Work to do
Write the next part of the case study below on magnesium and aluminum prototypes for a SAR aircraft thermal imaging device, starting right after its final sentence.

Excerpt to read
━━━

Magnesium vs. Aluminum Prototyping for Validating SAR Aircraft Imaging Device

WayKen offers one-stop services for prototype validation. See how we created magnesium and aluminum prototypes to help you choose the right material for the SAR aircraft imaging device.

At a Glance of the Project

Information
IndustryDrone and Aircraft
ProductThermal Imaging Device for SAR Aircraft
ChallengesDifferent material validation, high surface finish and tight tolerance
TechnologyCNC machining
MaterialMagnesium alloy (AZ31B); Aluminum alloy (6061-T6)
Surface finishHard anodizing and plasma electrolytic oxidation
Quantity5 sets(including 10 components for each set)
Lead Time12 Business days

About the Project

With the growth of shipping and fisheries, demand for maritime search and rescue (SAR) has steadily increased, leading to the development of specialized SAR aircraft. These aircraft are equipped with advanced radar and thermal imaging devices, capable of detecting objects in low-visibility conditions.

SAR aircraft

Thermal imaging equipment significantly improved SAR efficiency and reduced false alarms. Today we will present prototypes in two different materials of a thermal imaging inspection device for maritime SAR aircraft. Our customer expected to optimize prototyping by exploring different materials and processes to find the best solution for future low-volume production. Let’s see how WayKen supported this prototype validation!

Meeting Diverse Validation Needs in the Prototype Stage

Validating prototypes is essential before full-scale production, as it helps determine the most suitable materials, surface treatments, and processing solutions. Given the device’s usage in humid maritime environments, key validating includes lightweight construction, high strength, and corrosion resistance.

━━━

Data shown

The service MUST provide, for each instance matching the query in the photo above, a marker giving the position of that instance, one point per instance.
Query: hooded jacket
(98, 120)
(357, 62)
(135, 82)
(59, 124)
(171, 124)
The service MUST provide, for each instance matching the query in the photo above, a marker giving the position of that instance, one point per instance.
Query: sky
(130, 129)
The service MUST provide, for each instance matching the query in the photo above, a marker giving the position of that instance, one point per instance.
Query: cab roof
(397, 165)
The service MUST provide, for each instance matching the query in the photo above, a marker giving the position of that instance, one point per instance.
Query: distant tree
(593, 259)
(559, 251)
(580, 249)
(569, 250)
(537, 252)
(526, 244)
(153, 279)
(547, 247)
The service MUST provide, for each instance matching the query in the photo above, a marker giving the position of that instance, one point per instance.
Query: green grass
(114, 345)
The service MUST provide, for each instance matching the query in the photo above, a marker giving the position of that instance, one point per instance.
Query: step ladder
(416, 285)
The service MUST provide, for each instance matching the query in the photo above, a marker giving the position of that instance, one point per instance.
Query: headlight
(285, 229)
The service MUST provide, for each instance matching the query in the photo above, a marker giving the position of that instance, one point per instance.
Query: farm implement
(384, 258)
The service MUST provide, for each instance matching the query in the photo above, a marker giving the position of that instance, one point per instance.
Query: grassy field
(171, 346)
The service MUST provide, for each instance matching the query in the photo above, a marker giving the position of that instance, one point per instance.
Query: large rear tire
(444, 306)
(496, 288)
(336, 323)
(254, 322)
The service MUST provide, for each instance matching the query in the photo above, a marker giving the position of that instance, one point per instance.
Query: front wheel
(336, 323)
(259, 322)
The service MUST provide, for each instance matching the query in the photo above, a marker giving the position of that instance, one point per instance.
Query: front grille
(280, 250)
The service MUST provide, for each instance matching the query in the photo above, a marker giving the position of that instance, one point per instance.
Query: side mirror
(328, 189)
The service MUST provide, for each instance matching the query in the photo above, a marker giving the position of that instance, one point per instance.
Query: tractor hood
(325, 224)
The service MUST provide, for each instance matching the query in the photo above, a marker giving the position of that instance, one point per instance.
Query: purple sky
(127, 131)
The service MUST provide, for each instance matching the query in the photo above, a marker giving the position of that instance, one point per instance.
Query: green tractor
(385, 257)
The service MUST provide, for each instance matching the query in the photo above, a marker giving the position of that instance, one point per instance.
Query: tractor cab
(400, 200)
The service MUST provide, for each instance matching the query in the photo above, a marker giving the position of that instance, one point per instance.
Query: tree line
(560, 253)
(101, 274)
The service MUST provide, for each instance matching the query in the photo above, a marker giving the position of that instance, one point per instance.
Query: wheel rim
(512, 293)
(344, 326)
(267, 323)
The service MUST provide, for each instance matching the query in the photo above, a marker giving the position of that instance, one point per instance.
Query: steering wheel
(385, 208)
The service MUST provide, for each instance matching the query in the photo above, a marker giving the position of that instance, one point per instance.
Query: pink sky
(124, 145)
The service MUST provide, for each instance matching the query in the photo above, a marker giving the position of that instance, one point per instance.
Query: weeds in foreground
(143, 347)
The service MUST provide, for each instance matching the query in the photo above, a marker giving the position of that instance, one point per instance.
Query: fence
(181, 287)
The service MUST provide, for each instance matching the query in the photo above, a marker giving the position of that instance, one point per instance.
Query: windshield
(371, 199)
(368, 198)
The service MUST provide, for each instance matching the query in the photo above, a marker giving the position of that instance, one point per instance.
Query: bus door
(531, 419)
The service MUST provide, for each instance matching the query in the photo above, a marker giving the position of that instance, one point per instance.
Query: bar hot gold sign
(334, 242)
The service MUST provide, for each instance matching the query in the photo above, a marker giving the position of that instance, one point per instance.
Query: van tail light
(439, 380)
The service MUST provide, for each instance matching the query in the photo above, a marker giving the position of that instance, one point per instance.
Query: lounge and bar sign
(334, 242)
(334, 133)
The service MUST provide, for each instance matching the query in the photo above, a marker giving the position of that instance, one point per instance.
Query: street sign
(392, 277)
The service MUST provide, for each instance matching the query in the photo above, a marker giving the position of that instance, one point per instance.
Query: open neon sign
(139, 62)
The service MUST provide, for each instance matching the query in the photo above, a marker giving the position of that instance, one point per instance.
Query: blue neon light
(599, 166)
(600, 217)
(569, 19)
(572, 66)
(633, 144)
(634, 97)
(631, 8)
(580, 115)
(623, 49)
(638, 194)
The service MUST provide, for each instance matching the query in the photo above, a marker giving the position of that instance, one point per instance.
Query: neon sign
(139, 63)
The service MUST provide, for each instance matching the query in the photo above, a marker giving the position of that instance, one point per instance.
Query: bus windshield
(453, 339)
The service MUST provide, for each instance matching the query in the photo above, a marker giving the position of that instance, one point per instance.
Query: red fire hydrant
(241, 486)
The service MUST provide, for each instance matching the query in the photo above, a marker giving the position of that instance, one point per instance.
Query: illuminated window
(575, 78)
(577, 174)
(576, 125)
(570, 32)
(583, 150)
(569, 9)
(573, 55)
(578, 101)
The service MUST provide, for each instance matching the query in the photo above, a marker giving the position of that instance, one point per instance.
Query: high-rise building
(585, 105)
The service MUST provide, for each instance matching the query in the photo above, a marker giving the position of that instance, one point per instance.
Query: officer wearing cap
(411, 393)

━━━

Expected output
magnesium vs. aluminum material comparsion

1. Magnesium vs. Aluminum Material Validation

The customer required components to be strictly controlled in weight, with each part weighing no more than 30g, aiming for the lighter the better. For this project, WayKen suggested two metal alloys. Magnesium alloy (AZ31B), with a density of just 1.8 g/cm³, is an ideal lightweight material for aerospace applications but lacks the strength and corrosion resistance of Aluminum alloy (6061-T6).

In contrast, Aluminum alloy (6061-T6) offers high strength and corrosion resistance but is heavier. Therefore, we should determine which is the best material for this device through prototype validation between these two alloys.

2. Surface Treatment Validation

Thermal imaging device components for maritime search and rescue aircraft are used in humid environments. It needs high corrosion resistance. Considering the properties of both materials, surface treatment is required to improve corrosion resistance. It is also an important consideration during the prototype production stage.

The customer also requested it would be better if WayKen could provide suggestions for the surface treatment of different materials. Based on our expertise, we recommended optimal surface treatments for Aluminum alloy (6061-T6) and Magnesium alloy (AZ31B).

custom magnesium and aluminum components for maritime SAR aircraft

2.1 Hard Anodizing for 6061-T6 Aluminum

For Aluminum alloy (6061-T6), we recommend hard anodizing, which forms a thicker, protective layer compared to standard anodizing and significantly improves corrosion resistance. Given the precision requirements, however, an excessively thick layer (≥25μm) could impact part tolerances, so we should carefully control coating thickness for optimal protection and accuracy.

2.2 Plasma Electrolytic Oxidation for Magnesium AZ31B

Magnesium alloy (AZ31B) is more prone to corrosion than aluminum, making plasma electrolytic oxidation an ideal treatment. This process enhances thermal diffusivity, electrical insulation, wear resistance, and corrosion resistance, making it the ideal option to improve durability for Magnesium alloy (AZ31B) parts in harsh maritime conditions.

Analysis of Processing Challenges

The machining challenges of these prototype verifications are mainly divided into two aspects: one is how to develop different machining route for different materials; the other is the machining of complex structures with high precision.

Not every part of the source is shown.